### Task prompt
Can you write out all the records below again, switching "box it" to "draw a box around it" and changing nothing else, with the pictures left out?

_ _ _ _

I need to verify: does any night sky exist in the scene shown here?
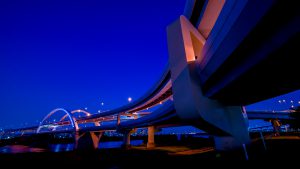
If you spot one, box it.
[0,0,300,128]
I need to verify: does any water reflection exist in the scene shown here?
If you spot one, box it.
[99,140,143,149]
[0,145,46,154]
[0,140,143,154]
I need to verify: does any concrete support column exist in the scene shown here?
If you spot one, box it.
[122,130,131,149]
[167,16,250,150]
[147,126,155,149]
[74,132,103,150]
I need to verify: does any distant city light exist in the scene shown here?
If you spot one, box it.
[128,97,132,102]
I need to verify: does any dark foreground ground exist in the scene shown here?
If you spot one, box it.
[0,133,300,169]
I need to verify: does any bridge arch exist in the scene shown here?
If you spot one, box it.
[60,109,100,126]
[36,108,79,133]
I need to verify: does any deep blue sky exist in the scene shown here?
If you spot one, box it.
[0,0,300,128]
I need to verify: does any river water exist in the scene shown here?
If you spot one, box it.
[0,140,143,154]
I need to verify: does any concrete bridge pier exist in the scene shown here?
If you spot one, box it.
[147,126,155,149]
[121,130,134,149]
[74,132,103,150]
[167,16,250,150]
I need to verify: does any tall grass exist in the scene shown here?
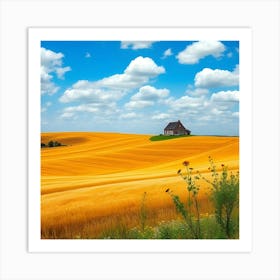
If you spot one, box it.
[41,158,239,239]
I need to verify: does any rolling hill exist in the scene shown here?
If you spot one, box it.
[41,132,239,238]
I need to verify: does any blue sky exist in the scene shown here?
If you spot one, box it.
[41,41,239,135]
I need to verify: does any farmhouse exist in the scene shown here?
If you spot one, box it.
[164,120,191,135]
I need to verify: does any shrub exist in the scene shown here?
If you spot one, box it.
[203,157,239,238]
[166,161,202,239]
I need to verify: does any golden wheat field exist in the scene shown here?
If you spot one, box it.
[41,132,239,238]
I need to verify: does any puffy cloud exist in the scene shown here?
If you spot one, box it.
[120,112,137,119]
[55,66,71,79]
[125,86,169,110]
[121,41,153,50]
[41,48,71,95]
[59,81,123,104]
[186,88,209,96]
[170,96,205,111]
[162,49,173,58]
[194,66,239,88]
[176,41,226,64]
[60,102,117,118]
[152,113,171,120]
[131,86,169,101]
[60,56,165,103]
[211,90,239,102]
[124,100,155,110]
[96,56,165,90]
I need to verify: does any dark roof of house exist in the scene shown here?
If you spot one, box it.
[164,120,188,130]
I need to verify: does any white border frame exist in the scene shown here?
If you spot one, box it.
[28,27,252,252]
[0,0,280,280]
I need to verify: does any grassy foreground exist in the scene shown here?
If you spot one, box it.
[41,133,239,239]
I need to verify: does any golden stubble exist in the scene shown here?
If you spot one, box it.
[41,132,239,238]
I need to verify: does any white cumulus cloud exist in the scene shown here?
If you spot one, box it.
[125,85,169,110]
[194,67,239,88]
[152,113,171,120]
[41,48,71,95]
[131,86,169,101]
[60,56,165,103]
[211,90,239,102]
[121,41,153,50]
[162,49,173,58]
[176,41,226,64]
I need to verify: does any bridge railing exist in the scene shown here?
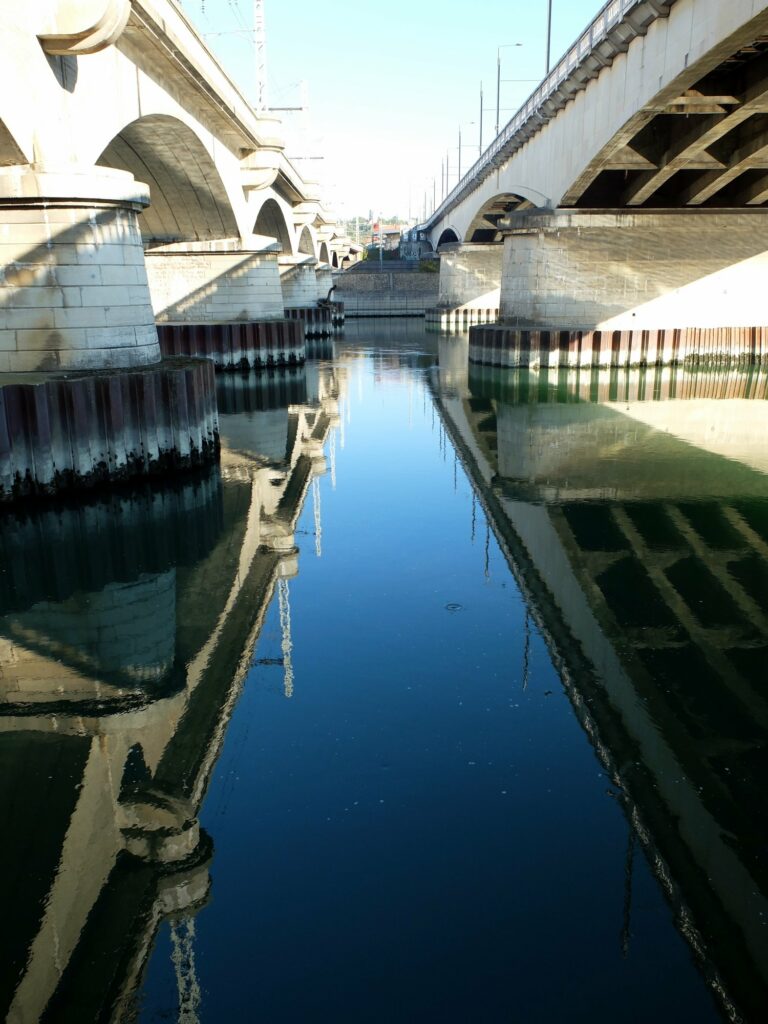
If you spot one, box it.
[420,0,675,228]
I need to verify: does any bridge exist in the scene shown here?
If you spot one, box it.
[0,0,352,499]
[0,356,343,1024]
[416,0,768,365]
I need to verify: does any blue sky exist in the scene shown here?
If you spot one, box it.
[181,0,602,218]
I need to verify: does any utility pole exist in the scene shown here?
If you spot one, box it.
[253,0,266,111]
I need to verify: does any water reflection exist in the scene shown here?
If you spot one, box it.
[434,339,768,1020]
[0,368,338,1024]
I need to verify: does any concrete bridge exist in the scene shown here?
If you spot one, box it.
[0,0,351,497]
[434,338,768,1020]
[0,356,343,1024]
[416,0,768,364]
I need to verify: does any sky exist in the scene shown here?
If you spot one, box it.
[181,0,603,220]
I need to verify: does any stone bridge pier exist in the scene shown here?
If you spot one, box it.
[470,209,768,367]
[145,238,305,370]
[426,242,504,331]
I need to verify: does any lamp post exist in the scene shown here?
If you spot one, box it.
[456,121,474,184]
[496,42,528,135]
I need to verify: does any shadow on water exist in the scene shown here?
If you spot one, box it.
[433,339,768,1021]
[0,370,336,1022]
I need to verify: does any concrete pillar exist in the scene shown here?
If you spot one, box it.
[314,263,334,299]
[500,210,768,331]
[427,243,503,330]
[278,256,319,309]
[0,167,160,372]
[279,255,344,338]
[145,242,284,324]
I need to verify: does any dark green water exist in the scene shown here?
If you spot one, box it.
[0,322,768,1024]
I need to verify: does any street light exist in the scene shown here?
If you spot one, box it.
[496,43,524,135]
[456,121,475,184]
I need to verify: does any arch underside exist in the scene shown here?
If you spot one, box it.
[435,227,461,249]
[466,193,535,243]
[298,225,314,256]
[0,121,27,167]
[96,115,240,245]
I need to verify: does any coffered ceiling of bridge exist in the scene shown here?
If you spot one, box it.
[97,115,240,243]
[562,36,768,208]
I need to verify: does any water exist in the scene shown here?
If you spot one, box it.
[0,322,768,1024]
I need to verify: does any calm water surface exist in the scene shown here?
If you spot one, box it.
[0,322,768,1024]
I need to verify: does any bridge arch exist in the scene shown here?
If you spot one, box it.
[435,227,461,249]
[296,224,316,256]
[96,114,240,245]
[254,197,294,255]
[465,193,534,243]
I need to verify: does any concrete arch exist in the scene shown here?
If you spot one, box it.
[435,227,461,249]
[96,114,240,244]
[465,191,532,243]
[296,224,317,256]
[254,197,294,256]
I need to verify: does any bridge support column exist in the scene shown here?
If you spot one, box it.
[0,166,218,502]
[470,209,768,366]
[280,255,343,338]
[146,240,305,370]
[0,167,160,373]
[426,243,504,331]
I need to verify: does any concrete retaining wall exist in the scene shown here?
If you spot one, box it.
[146,252,283,324]
[334,264,439,316]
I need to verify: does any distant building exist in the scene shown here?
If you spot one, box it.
[400,227,432,259]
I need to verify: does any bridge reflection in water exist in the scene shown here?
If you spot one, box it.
[0,365,339,1024]
[433,346,768,1020]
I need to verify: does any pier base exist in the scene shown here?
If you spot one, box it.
[158,319,306,370]
[0,358,219,503]
[469,324,768,369]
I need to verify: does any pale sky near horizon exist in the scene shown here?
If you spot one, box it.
[181,0,604,219]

_ _ _ _

### Response
I need to verify: does any night sky exist in the scene shown here?
If you spot one, draw a box around it.
[0,0,300,128]
I need to verify: does any water reflection exist in the scene shown here?
If you spot one, draw a box around it.
[99,140,143,149]
[0,145,46,154]
[0,140,143,154]
I need to verify: does any concrete support column exist in the scene shown here?
If you spot one, draw a box around it.
[122,130,131,149]
[167,16,250,150]
[147,126,155,149]
[74,132,103,150]
I need to verify: does any distant city light exist in the scene shown here?
If you spot one, draw a box around it.
[128,97,132,102]
I need to verify: does any dark foreground ground exist in the scene shown here?
If you spot one, draw a box around it.
[0,133,300,169]
I need to verify: does any bridge arch exist in the scene shown here?
If you spot one, draw a box around it.
[60,109,100,126]
[36,108,79,133]
I need to verify: does any deep blue sky exist in the scene shown here?
If you spot one, draw a box around it.
[0,0,300,128]
I need to verify: does any river water exist in the scene shown here?
If you spot one, draw a box around it.
[0,140,143,154]
I need to verify: does any concrete bridge pier exist in the scene shown here?
If you spot one, draw a box around it.
[147,126,155,149]
[121,130,134,149]
[74,132,103,150]
[167,16,250,150]
I need to verify: does any tall grass exist in the scene shown here?
If you spot one, draw a box around it.
[41,158,239,239]
I need to verify: does any rolling hill exist in the scene shown here?
If you spot one, draw a box around it.
[41,132,239,238]
I need to verify: does any blue sky exist in the scene shown here?
If you spot one, draw a box around it.
[41,41,239,135]
I need to verify: does any farmhouse exist in the scene shown here?
If you spot one, draw a box around it.
[164,120,191,135]
I need to verify: does any shrub exist in the scene shown here?
If you spot one, draw a box around it.
[203,157,239,238]
[166,161,202,239]
I need to verify: does any golden wheat field exist in the scene shown here?
If you spot one, draw a box around it.
[41,132,239,238]
I need to verify: does any puffy cloud exist in the scene shown here?
If you spot one, draw a box around it.
[120,112,137,119]
[55,66,71,79]
[125,86,169,110]
[121,41,153,50]
[41,48,71,95]
[59,81,123,104]
[186,88,209,96]
[170,96,205,111]
[162,49,173,58]
[194,66,239,88]
[176,41,226,64]
[60,102,117,118]
[152,113,171,120]
[131,86,169,101]
[60,56,165,103]
[211,90,239,102]
[124,100,155,110]
[96,56,165,90]
I need to verify: does any dark roof of house exist in the scene shown here?
If you spot one, draw a box around it.
[164,120,188,130]
I need to verify: does any white border frame exist in the scene shown here?
If you spot one, draw a box around it.
[28,27,252,252]
[0,0,280,280]
I need to verify: does any grassy foreground exist in the scene shown here?
If you spot one, draw a box around it.
[41,133,239,239]
I need to verify: does any golden stubble exist in the scene shown here?
If you spot one, draw a box around it.
[41,132,239,238]
I need to verify: does any white cumulus cloud exist in the scene shown here?
If you spot one, draw a box around it.
[125,85,169,110]
[194,67,239,88]
[152,113,171,120]
[41,48,71,95]
[131,86,169,101]
[60,56,165,103]
[211,90,239,102]
[121,41,153,50]
[162,49,173,58]
[176,41,226,64]
I need to verify: does any bridge railing exist in the scene shown here?
If you spot one, draw a box around it.
[420,0,675,228]
I need to verify: does any bridge exist in the scene shown here?
If you spot one, draw a box around it.
[0,0,352,499]
[0,356,343,1024]
[416,0,768,365]
I need to verify: does any blue sky exist in the scene shown here?
If you spot one, draw a box around it.
[181,0,602,218]
I need to verify: does any utility pole exist in the scene shown here?
If you spot one, draw a box around it.
[253,0,266,111]
I need to verify: does any water reflection exist in the scene shown here?
If you spot one, draw a box around it.
[434,339,768,1020]
[0,368,338,1024]
I need to verify: does any concrete bridge exist in the scene shown here?
If you spot one, draw a box around it.
[0,0,351,497]
[434,338,768,1020]
[0,356,343,1024]
[416,0,768,364]
I need to verify: does any sky exist in the scene shown here?
If you spot one, draw a box around it.
[181,0,603,220]
I need to verify: does any stone bridge pier exist in the scene shown here?
If you spot one, draw a box around it.
[470,209,768,367]
[145,238,305,370]
[426,242,504,331]
I need to verify: does any lamp post exist in the scene shown here?
If you spot one, draw a box around it.
[456,121,474,184]
[496,42,528,135]
I need to verify: does any shadow on water exist in the scene shown here?
If you spot one, draw a box around it.
[433,339,768,1021]
[0,370,336,1022]
I need to verify: does any concrete pillar exist in the scene shown here?
If you spot one, draw a box around it.
[314,263,334,299]
[500,210,768,331]
[427,243,503,330]
[278,256,319,309]
[0,167,160,372]
[279,255,344,338]
[145,242,284,324]
I need to verify: does any dark green water exist in the scene shown here?
If you spot one, draw a box around it.
[0,322,768,1024]
I need to verify: does any street light exist in the scene shown here?
If you spot one, draw a box around it.
[496,43,524,135]
[456,121,475,184]
I need to verify: does any arch underside exist in the scene shown here?
If you spot one, draw a box around it.
[435,227,461,249]
[466,193,535,243]
[298,225,314,256]
[0,121,27,167]
[96,115,240,245]
I need to verify: does any coffered ceiling of bridge exist in the scene shown here?
If you spot one, draw a box around it.
[97,115,240,243]
[562,36,768,208]
I need to verify: does any water exist in the scene shown here?
If you spot one, draw a box around it.
[0,322,768,1024]
I need to verify: does any calm water surface exist in the scene shown here?
If you spot one, draw a box around it.
[0,322,768,1024]
I need to verify: does any bridge arch exist in the scene shown here?
If you spot one, draw a box around it.
[435,227,461,249]
[296,224,316,256]
[96,114,240,245]
[254,197,294,255]
[465,193,534,243]
I need to verify: does any concrete arch exist in the scene shown here?
If you spot one, draw a box around it.
[435,227,461,249]
[96,114,240,244]
[465,191,532,243]
[296,224,317,256]
[254,197,294,256]
I need to verify: does any bridge support column exist in the scene shown here?
If you spot one, draw a box around it.
[0,166,218,502]
[470,209,768,366]
[280,255,343,338]
[146,240,305,370]
[0,167,160,373]
[426,243,504,331]
I need to verify: does any concrete retaining wall exist in the scene shown here?
If you spot one, draw a box around it.
[146,252,283,324]
[334,264,439,316]
I need to verify: does any distant building exist in the scene shown here?
If you spot one, draw a box around it.
[400,227,432,259]
I need to verify: does any bridge reflection in water exist in the scene shown here?
If you spot one, draw a box around it.
[0,365,339,1024]
[433,346,768,1020]
I need to verify: does any pier base exist in the scene shown here?
If you spot one, draw a box around it.
[158,319,306,370]
[0,358,219,503]
[469,324,768,369]
I need to verify: does any pale sky near horizon exist in the scene shown here?
If you spot one, draw a box around it.
[181,0,604,219]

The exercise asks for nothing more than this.